What you have to do:
Collect every line in the records below that contains the word "baby", and list each one in full.

Picture annotation records
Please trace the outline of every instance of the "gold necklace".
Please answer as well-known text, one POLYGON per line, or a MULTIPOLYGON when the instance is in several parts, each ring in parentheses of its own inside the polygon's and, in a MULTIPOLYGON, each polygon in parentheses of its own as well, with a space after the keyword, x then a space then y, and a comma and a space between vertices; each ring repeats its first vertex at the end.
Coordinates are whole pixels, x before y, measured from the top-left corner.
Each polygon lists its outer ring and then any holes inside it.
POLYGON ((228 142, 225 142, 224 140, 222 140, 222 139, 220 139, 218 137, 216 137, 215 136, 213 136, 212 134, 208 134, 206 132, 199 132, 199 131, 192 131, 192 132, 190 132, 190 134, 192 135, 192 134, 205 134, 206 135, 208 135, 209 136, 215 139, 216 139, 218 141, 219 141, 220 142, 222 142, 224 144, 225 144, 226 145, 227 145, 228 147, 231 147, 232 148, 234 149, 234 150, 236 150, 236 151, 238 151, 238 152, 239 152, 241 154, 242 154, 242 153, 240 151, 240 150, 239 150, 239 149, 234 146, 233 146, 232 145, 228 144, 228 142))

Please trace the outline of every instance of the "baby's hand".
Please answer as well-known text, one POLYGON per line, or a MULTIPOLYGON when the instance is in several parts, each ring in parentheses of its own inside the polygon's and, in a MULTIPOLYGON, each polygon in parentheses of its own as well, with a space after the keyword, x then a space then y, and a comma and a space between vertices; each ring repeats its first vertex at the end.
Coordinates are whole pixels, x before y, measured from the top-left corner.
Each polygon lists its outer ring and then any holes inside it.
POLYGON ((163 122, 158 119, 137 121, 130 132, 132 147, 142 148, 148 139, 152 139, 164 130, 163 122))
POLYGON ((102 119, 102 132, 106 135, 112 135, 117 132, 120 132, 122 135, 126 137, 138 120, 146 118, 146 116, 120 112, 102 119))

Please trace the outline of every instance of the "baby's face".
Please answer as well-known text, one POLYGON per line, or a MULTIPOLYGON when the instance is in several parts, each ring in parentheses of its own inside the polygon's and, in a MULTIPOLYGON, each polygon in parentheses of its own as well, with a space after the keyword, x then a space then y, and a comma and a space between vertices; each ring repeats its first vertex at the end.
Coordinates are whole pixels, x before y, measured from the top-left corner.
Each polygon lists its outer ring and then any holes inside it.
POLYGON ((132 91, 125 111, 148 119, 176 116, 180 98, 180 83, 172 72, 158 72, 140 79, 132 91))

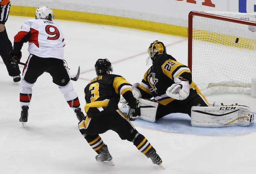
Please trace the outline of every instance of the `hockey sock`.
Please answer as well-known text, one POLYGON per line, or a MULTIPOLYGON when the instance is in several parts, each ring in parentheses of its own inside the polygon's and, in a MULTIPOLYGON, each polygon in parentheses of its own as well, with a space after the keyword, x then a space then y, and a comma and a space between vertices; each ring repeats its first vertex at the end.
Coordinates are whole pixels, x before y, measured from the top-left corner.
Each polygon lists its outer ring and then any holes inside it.
POLYGON ((86 135, 85 138, 91 146, 91 147, 98 154, 100 154, 100 153, 99 150, 105 144, 100 136, 99 135, 86 135))
POLYGON ((145 153, 152 147, 148 140, 140 134, 134 140, 133 144, 140 152, 145 155, 145 153))
POLYGON ((32 94, 20 93, 20 102, 21 110, 22 110, 22 107, 26 106, 29 106, 30 100, 31 100, 32 94))

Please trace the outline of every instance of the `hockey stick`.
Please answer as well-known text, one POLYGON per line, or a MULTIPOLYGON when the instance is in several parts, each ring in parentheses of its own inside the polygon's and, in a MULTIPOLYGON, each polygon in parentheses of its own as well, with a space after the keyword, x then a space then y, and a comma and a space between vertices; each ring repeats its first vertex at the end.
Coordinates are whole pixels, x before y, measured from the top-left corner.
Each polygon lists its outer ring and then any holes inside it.
MULTIPOLYGON (((20 64, 21 65, 22 65, 24 66, 26 65, 26 64, 24 64, 24 63, 22 63, 21 62, 19 62, 19 64, 20 64)), ((71 80, 76 81, 77 81, 77 80, 78 80, 78 78, 79 77, 80 74, 80 66, 79 66, 78 70, 78 71, 77 71, 77 73, 76 73, 76 75, 74 77, 71 77, 70 79, 71 79, 71 80)))
POLYGON ((26 65, 26 64, 24 64, 24 63, 22 63, 22 62, 19 62, 19 64, 20 64, 21 65, 24 65, 24 66, 25 66, 26 65))

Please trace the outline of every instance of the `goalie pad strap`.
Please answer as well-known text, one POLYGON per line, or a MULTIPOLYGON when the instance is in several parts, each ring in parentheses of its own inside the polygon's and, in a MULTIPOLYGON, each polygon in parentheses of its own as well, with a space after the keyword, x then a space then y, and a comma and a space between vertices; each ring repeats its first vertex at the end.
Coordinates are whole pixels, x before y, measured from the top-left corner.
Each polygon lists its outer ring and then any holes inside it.
POLYGON ((253 123, 251 108, 241 105, 203 107, 193 106, 191 125, 203 127, 248 126, 253 123))
POLYGON ((139 98, 138 100, 141 112, 139 118, 150 122, 156 121, 158 103, 141 98, 139 98))

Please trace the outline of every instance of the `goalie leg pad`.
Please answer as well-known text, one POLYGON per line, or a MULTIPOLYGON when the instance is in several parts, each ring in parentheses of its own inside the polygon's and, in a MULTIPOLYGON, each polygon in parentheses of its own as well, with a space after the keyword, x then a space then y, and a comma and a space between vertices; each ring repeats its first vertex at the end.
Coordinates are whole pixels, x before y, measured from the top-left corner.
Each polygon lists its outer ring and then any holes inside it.
POLYGON ((241 105, 221 106, 193 106, 191 125, 202 127, 249 125, 253 124, 251 108, 241 105))
POLYGON ((141 112, 139 118, 150 122, 156 121, 158 103, 141 98, 139 98, 138 100, 141 112))

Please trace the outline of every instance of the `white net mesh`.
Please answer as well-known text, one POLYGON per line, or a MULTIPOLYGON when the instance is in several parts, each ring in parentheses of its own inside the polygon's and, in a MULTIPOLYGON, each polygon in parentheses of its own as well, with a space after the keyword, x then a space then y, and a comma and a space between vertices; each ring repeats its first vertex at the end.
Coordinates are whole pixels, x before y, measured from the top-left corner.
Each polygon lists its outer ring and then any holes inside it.
MULTIPOLYGON (((255 14, 203 12, 256 21, 255 14)), ((228 92, 220 86, 250 88, 256 76, 254 32, 253 26, 193 16, 192 77, 201 91, 217 87, 213 92, 228 92)), ((237 92, 249 93, 242 90, 237 92)))

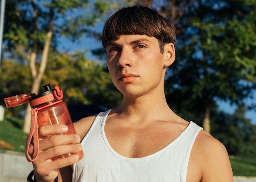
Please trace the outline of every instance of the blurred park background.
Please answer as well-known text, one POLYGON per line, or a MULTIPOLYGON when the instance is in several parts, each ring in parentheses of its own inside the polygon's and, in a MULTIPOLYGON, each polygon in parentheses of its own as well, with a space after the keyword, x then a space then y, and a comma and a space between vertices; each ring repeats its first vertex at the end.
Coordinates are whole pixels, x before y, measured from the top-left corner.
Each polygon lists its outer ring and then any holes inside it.
POLYGON ((50 83, 70 108, 120 103, 101 32, 108 15, 135 3, 157 10, 176 33, 165 79, 171 108, 224 144, 234 175, 256 176, 254 0, 2 0, 0 148, 24 152, 30 123, 27 104, 7 109, 4 98, 50 83))

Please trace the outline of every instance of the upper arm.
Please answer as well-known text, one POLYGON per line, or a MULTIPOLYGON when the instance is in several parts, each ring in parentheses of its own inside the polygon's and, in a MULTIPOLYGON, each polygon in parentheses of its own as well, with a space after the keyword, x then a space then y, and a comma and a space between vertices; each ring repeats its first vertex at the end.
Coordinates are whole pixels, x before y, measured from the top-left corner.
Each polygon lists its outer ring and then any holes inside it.
POLYGON ((58 175, 58 182, 70 182, 72 181, 72 168, 69 166, 59 169, 58 175))
POLYGON ((95 118, 96 115, 86 117, 74 123, 76 132, 81 138, 81 140, 87 134, 95 118))
POLYGON ((223 145, 209 134, 202 137, 201 182, 233 182, 232 169, 223 145))

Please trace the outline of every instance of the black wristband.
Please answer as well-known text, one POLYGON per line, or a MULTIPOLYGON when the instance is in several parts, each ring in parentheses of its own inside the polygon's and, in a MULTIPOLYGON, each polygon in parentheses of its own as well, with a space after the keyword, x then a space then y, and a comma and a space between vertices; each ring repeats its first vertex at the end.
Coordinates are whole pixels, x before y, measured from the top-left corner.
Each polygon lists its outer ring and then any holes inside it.
MULTIPOLYGON (((29 173, 29 175, 27 178, 27 182, 35 182, 35 181, 32 179, 32 177, 33 177, 34 175, 34 171, 33 170, 31 171, 31 172, 30 172, 30 173, 29 173)), ((57 176, 53 182, 58 182, 58 176, 57 176)))

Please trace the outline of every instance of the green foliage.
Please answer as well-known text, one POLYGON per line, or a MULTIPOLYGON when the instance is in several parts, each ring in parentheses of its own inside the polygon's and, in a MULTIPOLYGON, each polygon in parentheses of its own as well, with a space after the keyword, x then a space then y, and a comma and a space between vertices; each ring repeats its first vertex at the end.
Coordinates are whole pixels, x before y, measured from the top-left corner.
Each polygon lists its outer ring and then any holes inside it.
POLYGON ((256 125, 245 117, 245 109, 243 104, 233 114, 219 113, 214 120, 212 134, 225 145, 230 155, 254 158, 256 125))
POLYGON ((256 176, 256 159, 248 157, 230 156, 234 176, 256 176))
POLYGON ((176 23, 176 60, 168 70, 166 90, 178 112, 194 112, 203 119, 217 99, 239 104, 253 97, 256 4, 239 1, 170 1, 160 9, 176 23), (184 11, 179 14, 173 7, 184 11))
MULTIPOLYGON (((0 140, 14 147, 15 151, 24 153, 28 135, 22 131, 22 120, 14 117, 6 118, 0 121, 0 140)), ((3 149, 11 150, 7 147, 3 149)))
POLYGON ((93 103, 112 108, 121 101, 121 95, 106 66, 88 60, 83 51, 72 55, 52 52, 49 63, 43 84, 59 86, 67 103, 93 103))

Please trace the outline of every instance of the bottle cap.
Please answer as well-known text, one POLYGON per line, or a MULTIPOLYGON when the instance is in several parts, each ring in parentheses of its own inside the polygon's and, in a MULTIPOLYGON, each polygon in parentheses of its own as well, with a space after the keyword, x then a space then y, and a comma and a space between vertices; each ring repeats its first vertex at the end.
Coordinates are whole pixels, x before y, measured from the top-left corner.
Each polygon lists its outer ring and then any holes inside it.
POLYGON ((27 103, 29 99, 36 96, 34 93, 20 94, 4 99, 7 108, 13 107, 27 103))

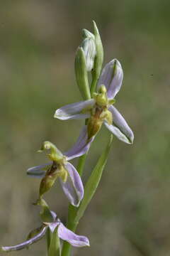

Written solution:
Please trace the outline of every instance of the "baby's hand".
Please trace the outline of every instance of the "baby's face".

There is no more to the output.